» **Description of the task**
Copy out all of the records, substituting "Outline the area" for every occurrence of "Mark the region" and keeping everything else the same. Leave the pictures out of your copy.

» **Provided entries**
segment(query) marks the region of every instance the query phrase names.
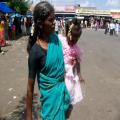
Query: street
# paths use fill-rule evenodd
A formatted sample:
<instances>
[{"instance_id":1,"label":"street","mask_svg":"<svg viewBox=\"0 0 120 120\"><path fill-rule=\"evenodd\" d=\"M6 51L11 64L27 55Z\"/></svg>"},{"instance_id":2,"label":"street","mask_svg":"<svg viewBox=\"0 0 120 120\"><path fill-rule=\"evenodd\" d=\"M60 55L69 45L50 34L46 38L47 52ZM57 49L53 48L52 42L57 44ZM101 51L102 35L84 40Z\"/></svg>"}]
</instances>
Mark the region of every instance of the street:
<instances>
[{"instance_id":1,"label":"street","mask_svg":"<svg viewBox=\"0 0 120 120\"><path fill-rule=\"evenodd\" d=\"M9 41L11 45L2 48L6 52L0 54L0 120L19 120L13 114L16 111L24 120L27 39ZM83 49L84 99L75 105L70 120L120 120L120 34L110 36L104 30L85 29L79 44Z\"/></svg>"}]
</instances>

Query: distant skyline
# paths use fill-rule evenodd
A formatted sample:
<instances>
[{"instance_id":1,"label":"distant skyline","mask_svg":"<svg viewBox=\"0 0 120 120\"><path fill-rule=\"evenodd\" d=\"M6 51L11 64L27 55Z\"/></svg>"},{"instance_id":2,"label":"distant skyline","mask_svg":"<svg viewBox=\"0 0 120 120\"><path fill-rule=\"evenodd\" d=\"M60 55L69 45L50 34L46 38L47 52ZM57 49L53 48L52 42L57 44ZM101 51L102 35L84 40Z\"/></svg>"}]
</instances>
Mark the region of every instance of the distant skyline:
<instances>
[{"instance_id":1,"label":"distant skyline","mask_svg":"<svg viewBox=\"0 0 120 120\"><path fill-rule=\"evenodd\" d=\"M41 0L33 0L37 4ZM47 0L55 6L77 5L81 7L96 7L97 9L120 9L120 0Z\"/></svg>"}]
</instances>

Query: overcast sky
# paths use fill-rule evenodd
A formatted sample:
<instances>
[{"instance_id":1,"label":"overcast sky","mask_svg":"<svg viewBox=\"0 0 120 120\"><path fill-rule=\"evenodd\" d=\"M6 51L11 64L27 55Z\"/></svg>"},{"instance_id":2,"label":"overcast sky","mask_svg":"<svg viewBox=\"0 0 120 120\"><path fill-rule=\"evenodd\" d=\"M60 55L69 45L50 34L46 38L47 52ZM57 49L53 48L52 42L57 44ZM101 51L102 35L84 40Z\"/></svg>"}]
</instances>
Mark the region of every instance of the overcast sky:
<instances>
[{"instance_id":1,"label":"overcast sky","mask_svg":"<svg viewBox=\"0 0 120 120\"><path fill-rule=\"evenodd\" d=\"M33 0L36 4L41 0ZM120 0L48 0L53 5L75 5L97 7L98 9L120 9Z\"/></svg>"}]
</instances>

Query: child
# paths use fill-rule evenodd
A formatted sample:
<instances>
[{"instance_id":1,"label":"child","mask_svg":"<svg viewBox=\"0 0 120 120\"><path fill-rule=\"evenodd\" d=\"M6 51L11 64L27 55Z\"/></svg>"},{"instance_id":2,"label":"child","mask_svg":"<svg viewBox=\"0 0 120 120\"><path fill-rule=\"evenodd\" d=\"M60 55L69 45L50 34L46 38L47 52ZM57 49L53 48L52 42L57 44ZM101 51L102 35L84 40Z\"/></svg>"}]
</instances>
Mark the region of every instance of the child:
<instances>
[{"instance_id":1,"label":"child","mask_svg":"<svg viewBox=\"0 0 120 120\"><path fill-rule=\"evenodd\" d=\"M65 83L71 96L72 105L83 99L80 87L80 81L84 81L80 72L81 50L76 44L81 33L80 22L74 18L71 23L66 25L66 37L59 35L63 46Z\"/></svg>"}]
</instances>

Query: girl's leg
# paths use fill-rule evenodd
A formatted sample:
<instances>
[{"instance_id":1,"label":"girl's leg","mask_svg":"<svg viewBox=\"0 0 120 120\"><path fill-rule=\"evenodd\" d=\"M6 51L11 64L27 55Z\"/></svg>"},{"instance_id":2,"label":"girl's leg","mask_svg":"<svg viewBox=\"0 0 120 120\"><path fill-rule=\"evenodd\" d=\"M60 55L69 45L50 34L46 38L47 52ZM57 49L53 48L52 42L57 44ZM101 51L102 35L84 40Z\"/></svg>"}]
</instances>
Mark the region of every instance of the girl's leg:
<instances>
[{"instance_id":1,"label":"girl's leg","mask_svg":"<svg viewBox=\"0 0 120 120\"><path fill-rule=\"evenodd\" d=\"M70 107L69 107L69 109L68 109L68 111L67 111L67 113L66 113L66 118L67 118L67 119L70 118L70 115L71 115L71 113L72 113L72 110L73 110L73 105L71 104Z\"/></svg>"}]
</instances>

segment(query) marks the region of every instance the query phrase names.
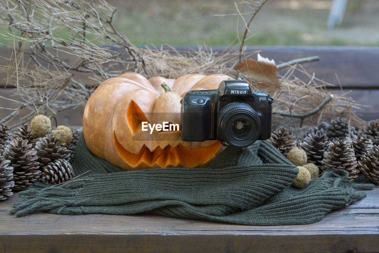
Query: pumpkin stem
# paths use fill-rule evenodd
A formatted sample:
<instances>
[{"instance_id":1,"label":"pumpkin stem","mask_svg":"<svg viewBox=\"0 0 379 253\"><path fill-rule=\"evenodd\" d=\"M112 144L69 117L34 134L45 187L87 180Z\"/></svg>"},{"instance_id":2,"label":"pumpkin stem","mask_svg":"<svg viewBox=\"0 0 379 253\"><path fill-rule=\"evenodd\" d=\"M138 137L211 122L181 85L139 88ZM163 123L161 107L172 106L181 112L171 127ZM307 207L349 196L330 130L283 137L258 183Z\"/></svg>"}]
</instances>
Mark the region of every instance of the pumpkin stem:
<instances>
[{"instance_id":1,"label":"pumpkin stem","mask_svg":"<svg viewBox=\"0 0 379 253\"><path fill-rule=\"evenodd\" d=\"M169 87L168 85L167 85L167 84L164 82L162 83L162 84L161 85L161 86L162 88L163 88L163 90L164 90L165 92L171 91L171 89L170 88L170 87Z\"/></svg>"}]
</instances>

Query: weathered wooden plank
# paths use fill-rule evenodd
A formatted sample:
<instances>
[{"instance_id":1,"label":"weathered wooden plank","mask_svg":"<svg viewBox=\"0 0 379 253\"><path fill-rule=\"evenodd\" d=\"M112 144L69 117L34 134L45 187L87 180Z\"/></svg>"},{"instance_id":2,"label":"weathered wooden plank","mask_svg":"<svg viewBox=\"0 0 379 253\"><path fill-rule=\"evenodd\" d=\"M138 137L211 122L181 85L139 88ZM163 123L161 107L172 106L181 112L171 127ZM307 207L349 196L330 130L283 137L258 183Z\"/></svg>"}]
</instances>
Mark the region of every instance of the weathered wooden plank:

» **Result for this exercise**
segment(query) marks the region of every instance the query phrase names.
Query: street
# paths use fill-rule evenodd
A formatted sample:
<instances>
[{"instance_id":1,"label":"street","mask_svg":"<svg viewBox=\"0 0 120 120\"><path fill-rule=\"evenodd\" d=\"M6 51L11 64L27 55Z\"/></svg>"},{"instance_id":2,"label":"street","mask_svg":"<svg viewBox=\"0 0 120 120\"><path fill-rule=\"evenodd\" d=\"M60 55L69 45L50 34L46 38L47 52ZM57 49L53 48L52 42L57 44ZM101 51L102 35L84 40Z\"/></svg>"}]
</instances>
Outline the area of every instance of the street:
<instances>
[{"instance_id":1,"label":"street","mask_svg":"<svg viewBox=\"0 0 120 120\"><path fill-rule=\"evenodd\" d=\"M9 41L11 45L2 48L6 52L0 54L0 120L19 120L13 114L16 111L24 120L27 39ZM83 49L84 99L75 105L70 120L120 120L120 34L110 36L104 30L85 29L79 44Z\"/></svg>"}]
</instances>

Query: distant skyline
# paths use fill-rule evenodd
A formatted sample:
<instances>
[{"instance_id":1,"label":"distant skyline","mask_svg":"<svg viewBox=\"0 0 120 120\"><path fill-rule=\"evenodd\" d=\"M6 51L11 64L27 55Z\"/></svg>"},{"instance_id":2,"label":"distant skyline","mask_svg":"<svg viewBox=\"0 0 120 120\"><path fill-rule=\"evenodd\" d=\"M60 55L69 45L50 34L46 38L47 52ZM57 49L53 48L52 42L57 44ZM101 51L102 35L84 40Z\"/></svg>"}]
</instances>
Outline the area of every instance of the distant skyline:
<instances>
[{"instance_id":1,"label":"distant skyline","mask_svg":"<svg viewBox=\"0 0 120 120\"><path fill-rule=\"evenodd\" d=\"M41 0L33 0L37 4ZM47 0L55 6L77 5L81 7L96 7L97 9L120 9L120 0Z\"/></svg>"}]
</instances>

Query: overcast sky
# paths use fill-rule evenodd
A formatted sample:
<instances>
[{"instance_id":1,"label":"overcast sky","mask_svg":"<svg viewBox=\"0 0 120 120\"><path fill-rule=\"evenodd\" d=\"M6 51L11 64L27 55Z\"/></svg>"},{"instance_id":2,"label":"overcast sky","mask_svg":"<svg viewBox=\"0 0 120 120\"><path fill-rule=\"evenodd\" d=\"M60 55L69 45L50 34L46 38L47 52ZM57 49L53 48L52 42L57 44ZM101 51L102 35L84 40Z\"/></svg>"}]
</instances>
Outline the area of every instance of the overcast sky:
<instances>
[{"instance_id":1,"label":"overcast sky","mask_svg":"<svg viewBox=\"0 0 120 120\"><path fill-rule=\"evenodd\" d=\"M33 0L36 4L41 0ZM120 0L48 0L53 5L75 5L97 7L98 9L120 9Z\"/></svg>"}]
</instances>

Query: child
# paths use fill-rule evenodd
A formatted sample:
<instances>
[{"instance_id":1,"label":"child","mask_svg":"<svg viewBox=\"0 0 120 120\"><path fill-rule=\"evenodd\" d=\"M6 51L11 64L27 55Z\"/></svg>"},{"instance_id":2,"label":"child","mask_svg":"<svg viewBox=\"0 0 120 120\"><path fill-rule=\"evenodd\" d=\"M60 55L69 45L50 34L46 38L47 52ZM57 49L53 48L52 42L57 44ZM101 51L102 35L84 40Z\"/></svg>"}]
</instances>
Outline the area of every instance of the child:
<instances>
[{"instance_id":1,"label":"child","mask_svg":"<svg viewBox=\"0 0 120 120\"><path fill-rule=\"evenodd\" d=\"M65 83L71 96L72 105L83 99L80 87L80 81L84 81L80 72L81 50L76 44L81 33L80 22L74 18L71 23L66 25L66 37L59 35L63 46Z\"/></svg>"}]
</instances>

Query: girl's leg
# paths use fill-rule evenodd
A formatted sample:
<instances>
[{"instance_id":1,"label":"girl's leg","mask_svg":"<svg viewBox=\"0 0 120 120\"><path fill-rule=\"evenodd\" d=\"M6 51L11 64L27 55Z\"/></svg>"},{"instance_id":2,"label":"girl's leg","mask_svg":"<svg viewBox=\"0 0 120 120\"><path fill-rule=\"evenodd\" d=\"M60 55L69 45L50 34L46 38L47 52ZM57 49L53 48L52 42L57 44ZM101 51L102 35L84 40Z\"/></svg>"}]
</instances>
Outline the area of every instance of the girl's leg:
<instances>
[{"instance_id":1,"label":"girl's leg","mask_svg":"<svg viewBox=\"0 0 120 120\"><path fill-rule=\"evenodd\" d=\"M70 107L69 107L69 109L68 109L68 111L67 111L67 113L66 113L66 118L67 118L67 119L70 118L70 115L71 115L71 113L72 113L72 110L73 110L73 105L71 104Z\"/></svg>"}]
</instances>

segment(query) marks the region of every instance the query phrase names.
Query: pumpkin stem
# paths use fill-rule evenodd
A formatted sample:
<instances>
[{"instance_id":1,"label":"pumpkin stem","mask_svg":"<svg viewBox=\"0 0 379 253\"><path fill-rule=\"evenodd\" d=\"M112 144L69 117L34 134L45 187L87 180Z\"/></svg>"},{"instance_id":2,"label":"pumpkin stem","mask_svg":"<svg viewBox=\"0 0 379 253\"><path fill-rule=\"evenodd\" d=\"M138 137L211 122L181 85L139 88ZM163 123L161 107L172 106L181 112L171 127ZM307 207L349 196L330 130L283 137L258 183Z\"/></svg>"}]
</instances>
Outline the area of every instance of the pumpkin stem:
<instances>
[{"instance_id":1,"label":"pumpkin stem","mask_svg":"<svg viewBox=\"0 0 379 253\"><path fill-rule=\"evenodd\" d=\"M169 87L168 85L167 85L167 84L164 82L162 83L162 84L161 85L161 86L162 88L163 88L163 90L164 90L165 92L171 91L171 89L170 88L170 87Z\"/></svg>"}]
</instances>

Query: weathered wooden plank
# paths use fill-rule evenodd
A formatted sample:
<instances>
[{"instance_id":1,"label":"weathered wooden plank","mask_svg":"<svg viewBox=\"0 0 379 253\"><path fill-rule=\"evenodd\" d=\"M112 144L69 117L34 134L45 187L87 180Z\"/></svg>"},{"instance_id":2,"label":"weathered wooden plank","mask_svg":"<svg viewBox=\"0 0 379 253\"><path fill-rule=\"evenodd\" d=\"M138 137L211 122L181 85L139 88ZM163 123L161 107L172 106L181 112L171 127ZM307 207L349 196L330 130L283 137L258 183Z\"/></svg>"}]
</instances>
Outline the area of every instance of the weathered wooden plank:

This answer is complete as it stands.